> RECORDS TO PROCESS
* * * * * * *

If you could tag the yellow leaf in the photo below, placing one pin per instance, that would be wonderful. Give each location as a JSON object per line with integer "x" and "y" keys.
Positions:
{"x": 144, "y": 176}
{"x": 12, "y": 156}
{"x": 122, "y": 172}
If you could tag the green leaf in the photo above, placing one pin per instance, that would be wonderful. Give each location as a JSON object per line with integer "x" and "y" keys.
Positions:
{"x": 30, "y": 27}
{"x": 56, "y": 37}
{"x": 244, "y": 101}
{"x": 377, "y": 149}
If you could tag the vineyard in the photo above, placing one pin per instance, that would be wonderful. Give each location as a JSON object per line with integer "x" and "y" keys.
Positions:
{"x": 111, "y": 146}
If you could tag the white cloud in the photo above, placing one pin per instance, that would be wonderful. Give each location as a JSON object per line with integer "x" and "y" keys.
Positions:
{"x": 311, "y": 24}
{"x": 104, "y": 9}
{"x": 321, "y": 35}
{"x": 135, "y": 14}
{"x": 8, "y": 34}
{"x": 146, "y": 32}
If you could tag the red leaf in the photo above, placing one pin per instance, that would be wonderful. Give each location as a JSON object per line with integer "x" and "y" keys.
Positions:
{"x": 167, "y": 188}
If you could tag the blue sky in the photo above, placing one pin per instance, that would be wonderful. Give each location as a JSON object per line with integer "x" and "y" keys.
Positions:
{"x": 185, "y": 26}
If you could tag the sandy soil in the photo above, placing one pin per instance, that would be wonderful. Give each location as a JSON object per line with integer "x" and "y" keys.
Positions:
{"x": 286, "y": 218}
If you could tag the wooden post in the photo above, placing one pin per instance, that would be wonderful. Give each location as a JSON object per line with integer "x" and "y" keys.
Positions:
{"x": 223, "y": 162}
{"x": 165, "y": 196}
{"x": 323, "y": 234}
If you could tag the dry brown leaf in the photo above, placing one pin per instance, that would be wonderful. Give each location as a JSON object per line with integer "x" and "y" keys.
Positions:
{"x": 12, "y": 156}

* * * * * * *

All the lines above need to be retyped exactly, with nothing left out.

If you could tag the yellow leaf in the photo below, placing one pin per instance, that would be wonderful. Give each location as a JSON object per line with integer "x" and "y" keys.
Positions:
{"x": 144, "y": 176}
{"x": 12, "y": 156}
{"x": 122, "y": 172}
If you could tag the green leaf in the photo above, placing one pin per instance, that would be wonderful. Give each location as a JSON object per line with integer "x" and "y" keys.
Positions:
{"x": 30, "y": 27}
{"x": 56, "y": 37}
{"x": 244, "y": 101}
{"x": 377, "y": 149}
If you could tag the vineyard in the photo above, placing one pin per instance, that would be wonderful. Give each location as a JSON object per line with integer "x" and "y" keys.
Positions:
{"x": 111, "y": 146}
If you could tag the white cloud in the photo above, placing one pin per instance, that would be wonderful. Give each location as a JSON object per line with integer "x" and "y" keys.
Positions:
{"x": 311, "y": 24}
{"x": 104, "y": 9}
{"x": 321, "y": 35}
{"x": 135, "y": 14}
{"x": 8, "y": 34}
{"x": 146, "y": 32}
If you could tag the red leaf in the photo above, placing one pin per instance, that would be wonderful. Give each location as a JSON object per line with integer "x" and "y" keys.
Positions:
{"x": 167, "y": 188}
If you could tag the blue sky in the photo above, placing one pin per instance, that would be wonderful. Give each location as a JSON object per line with integer "x" and "y" keys.
Positions:
{"x": 185, "y": 26}
If you could tag the sandy soil in the photo above, placing one pin per instance, that would be wonderful. Give each location as a JSON object per line with integer "x" and "y" keys.
Positions:
{"x": 286, "y": 218}
If you could tag the wooden post in the photo above, placing one pin per instance, that would be wonderful. Give each location as a JSON object per line with integer "x" and "y" keys.
Positions:
{"x": 223, "y": 162}
{"x": 165, "y": 196}
{"x": 323, "y": 234}
If you could tag the dry brown leaf in the photo above, placing one pin per instance, that would be wonderful. Give each location as a JSON object per line with integer "x" and "y" keys.
Positions:
{"x": 12, "y": 156}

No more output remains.